Objective A -
List every term, including the constant, in the final result that the worked solution below gives for the integral of tan^5(x).
Objective B -
Filter the rows below, keeping every line that contains the string "ridge". Matching is case-sensitive.

Source document -
■ ■ ■ ■ ■

What is the integral of #int tan^5(x)#?

1 Answer
Jul 10, 2016

#int tan^(5)(x) dx = 1/4sec^(4)(x)-sec^(2)(x)+ln|sec(x)|+C#

Explanation:

#int tan^(5)(x) dx#

Knowing the fact that #tan^(2)(x) = sec^2(x)-1#, we can rewrite it as

#int (sec^2(x)-1)^(2) tan(x) dx#, which yields

#int sec^3(x) sec(x) tan(x) dx-2int sec^2(x) tan(x) dx + int tan(x) dx#

First integral:
Let #u=sec(x) -> du = sec(x)tan(x) dx#

Second integral:
Let #u =sec(x) -> du = sec(x)tan(x) dx#

Therefore

#int u^3 du - 2int u du + int tan(x) dx#

Also note that #int tan(x) dx = ln|sec(x)| + C#, thus giving us

#1/4 u^4 - 1/2 u^2 + ln|sec(x)| + C#

Substituting #u# back into the expression gives us our final result of

#1/4sec^(4)(x)-cancel(2)*(1/cancel(2))sec^(2)(x)+ln|sec(x)|+C#

Thus

#int tan^(5)(x) dx = 1/4sec^(4)(x)-sec^(2)(x)+ln|sec(x)|+C#

■ ■ ■ ■ ■

Dataset records -
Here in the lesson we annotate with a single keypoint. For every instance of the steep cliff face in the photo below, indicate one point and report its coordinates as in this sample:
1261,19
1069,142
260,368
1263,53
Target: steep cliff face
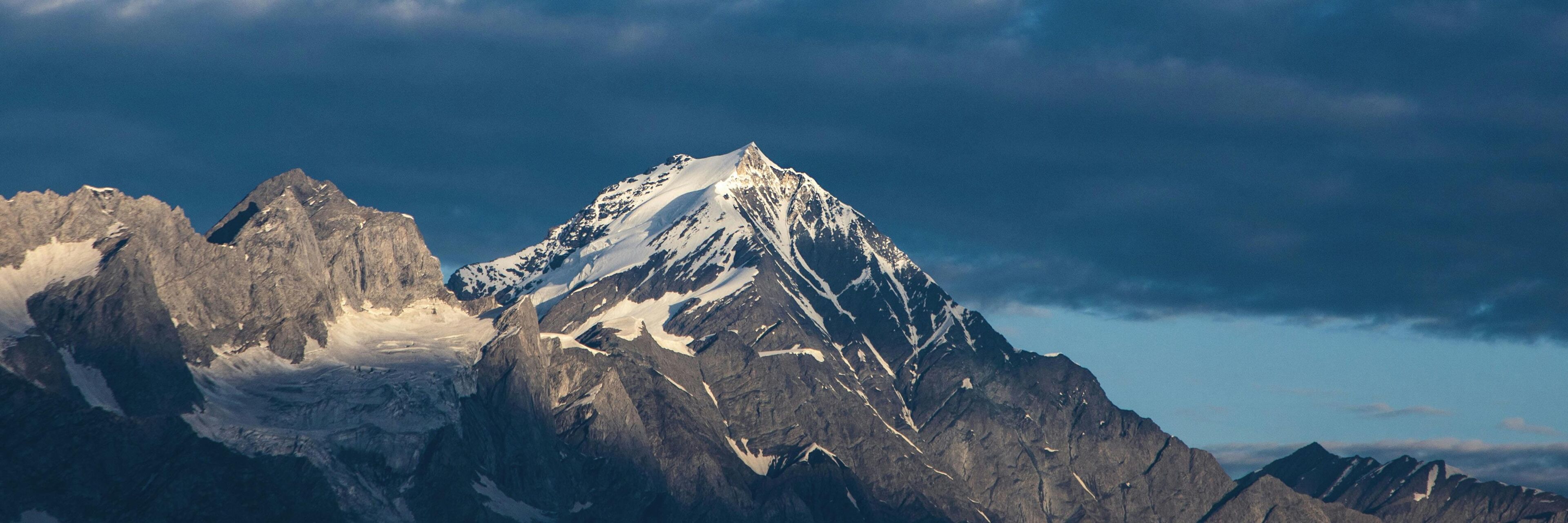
1409,491
713,340
303,326
755,320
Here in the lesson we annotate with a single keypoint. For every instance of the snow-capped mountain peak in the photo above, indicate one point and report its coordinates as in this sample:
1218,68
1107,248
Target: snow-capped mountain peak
686,211
698,231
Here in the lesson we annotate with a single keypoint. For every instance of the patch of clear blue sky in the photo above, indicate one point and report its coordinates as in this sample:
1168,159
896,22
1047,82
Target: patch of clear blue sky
1243,379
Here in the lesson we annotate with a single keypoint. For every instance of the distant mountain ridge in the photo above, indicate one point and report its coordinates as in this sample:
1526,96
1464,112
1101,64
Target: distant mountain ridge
711,340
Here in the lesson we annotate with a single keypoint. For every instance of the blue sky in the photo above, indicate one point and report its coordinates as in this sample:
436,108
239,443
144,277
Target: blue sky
1260,222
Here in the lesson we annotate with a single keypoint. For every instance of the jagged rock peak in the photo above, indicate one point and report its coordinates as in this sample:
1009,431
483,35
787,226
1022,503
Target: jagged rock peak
695,212
1409,491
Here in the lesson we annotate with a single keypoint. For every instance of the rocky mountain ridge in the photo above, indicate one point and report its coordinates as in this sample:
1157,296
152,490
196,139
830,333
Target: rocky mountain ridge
715,340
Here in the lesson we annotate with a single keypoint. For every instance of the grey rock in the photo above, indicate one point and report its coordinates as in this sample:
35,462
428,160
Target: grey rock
1409,491
758,353
1264,499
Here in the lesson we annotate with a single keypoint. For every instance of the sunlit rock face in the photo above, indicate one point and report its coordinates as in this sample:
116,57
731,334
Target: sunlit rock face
713,340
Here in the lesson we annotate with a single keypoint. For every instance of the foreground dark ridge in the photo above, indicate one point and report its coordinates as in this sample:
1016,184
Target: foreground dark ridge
717,340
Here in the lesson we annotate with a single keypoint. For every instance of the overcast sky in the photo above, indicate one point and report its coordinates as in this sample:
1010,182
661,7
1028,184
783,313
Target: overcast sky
1081,170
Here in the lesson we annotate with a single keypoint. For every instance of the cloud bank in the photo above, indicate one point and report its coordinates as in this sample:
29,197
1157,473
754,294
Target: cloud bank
1388,162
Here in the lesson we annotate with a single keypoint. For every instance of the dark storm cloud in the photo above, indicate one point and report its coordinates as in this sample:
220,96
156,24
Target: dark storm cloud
1539,465
1385,411
1372,160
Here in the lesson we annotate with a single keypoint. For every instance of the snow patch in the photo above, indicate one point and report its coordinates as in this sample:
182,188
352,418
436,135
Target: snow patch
795,350
91,384
570,342
711,394
401,372
633,319
48,264
504,505
756,461
1086,486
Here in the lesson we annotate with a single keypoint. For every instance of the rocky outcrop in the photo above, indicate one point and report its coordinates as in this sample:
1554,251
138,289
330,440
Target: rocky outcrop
1264,499
753,320
1409,491
713,340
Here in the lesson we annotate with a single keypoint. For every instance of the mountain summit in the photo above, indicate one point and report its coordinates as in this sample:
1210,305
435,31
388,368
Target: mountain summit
777,320
713,340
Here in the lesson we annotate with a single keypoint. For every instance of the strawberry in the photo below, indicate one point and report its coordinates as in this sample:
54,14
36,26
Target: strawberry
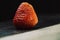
25,17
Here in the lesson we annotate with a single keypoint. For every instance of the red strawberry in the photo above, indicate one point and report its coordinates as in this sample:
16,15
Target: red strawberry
25,17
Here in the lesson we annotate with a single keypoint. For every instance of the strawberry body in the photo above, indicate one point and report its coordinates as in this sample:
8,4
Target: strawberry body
25,17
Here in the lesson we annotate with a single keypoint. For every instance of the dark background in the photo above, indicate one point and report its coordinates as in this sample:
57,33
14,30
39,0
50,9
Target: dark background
9,7
48,12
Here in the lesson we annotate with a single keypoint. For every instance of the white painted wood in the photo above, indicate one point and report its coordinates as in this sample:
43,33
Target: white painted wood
48,33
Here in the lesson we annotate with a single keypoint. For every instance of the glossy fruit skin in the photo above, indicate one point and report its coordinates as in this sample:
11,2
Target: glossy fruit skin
25,17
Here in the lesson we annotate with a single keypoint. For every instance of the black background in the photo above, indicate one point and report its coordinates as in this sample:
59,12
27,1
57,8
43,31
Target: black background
48,12
9,7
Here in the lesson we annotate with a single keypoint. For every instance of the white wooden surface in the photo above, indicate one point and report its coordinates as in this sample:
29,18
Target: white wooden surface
48,33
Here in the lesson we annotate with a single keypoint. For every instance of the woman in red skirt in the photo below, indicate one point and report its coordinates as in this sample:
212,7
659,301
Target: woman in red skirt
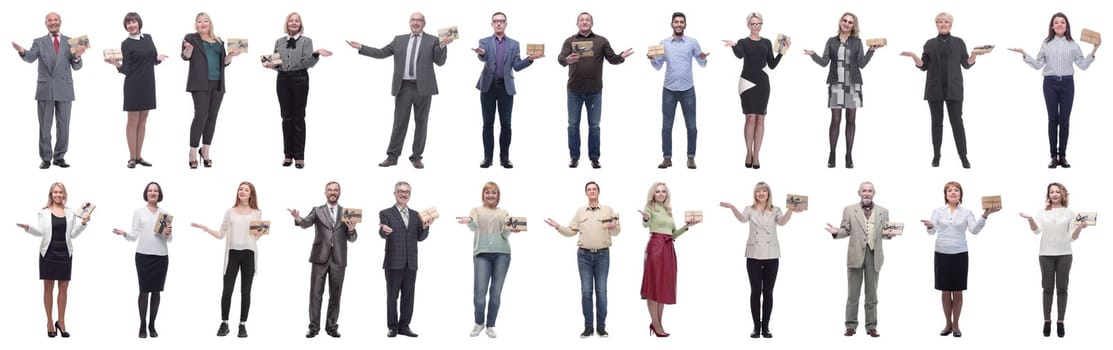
659,280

■ ■ ■ ■ ■

Task result A -
1/4 sec^4(x)
-sec^2(x)
ln|sec(x)|
C

Task result B -
Here in the lesson we annotate with a single keypoint. For every instance of the distant mountain ridge in the photo above, indicate one point and report its coordinates as in this sample:
Target: distant mountain ridge
Here in the lesson we annotate with a single keypoint. For every instance of the rocky mountain ridge in the photo above, indicate one point and report its coordinates as in this sample:
Target: rocky mountain ridge
Here in the lesson we annotate with a single keypoint. For every instance of the foreground dark ridge in the photo above, indicate one point and report its coordinates as in this sample:
Target: foreground dark ridge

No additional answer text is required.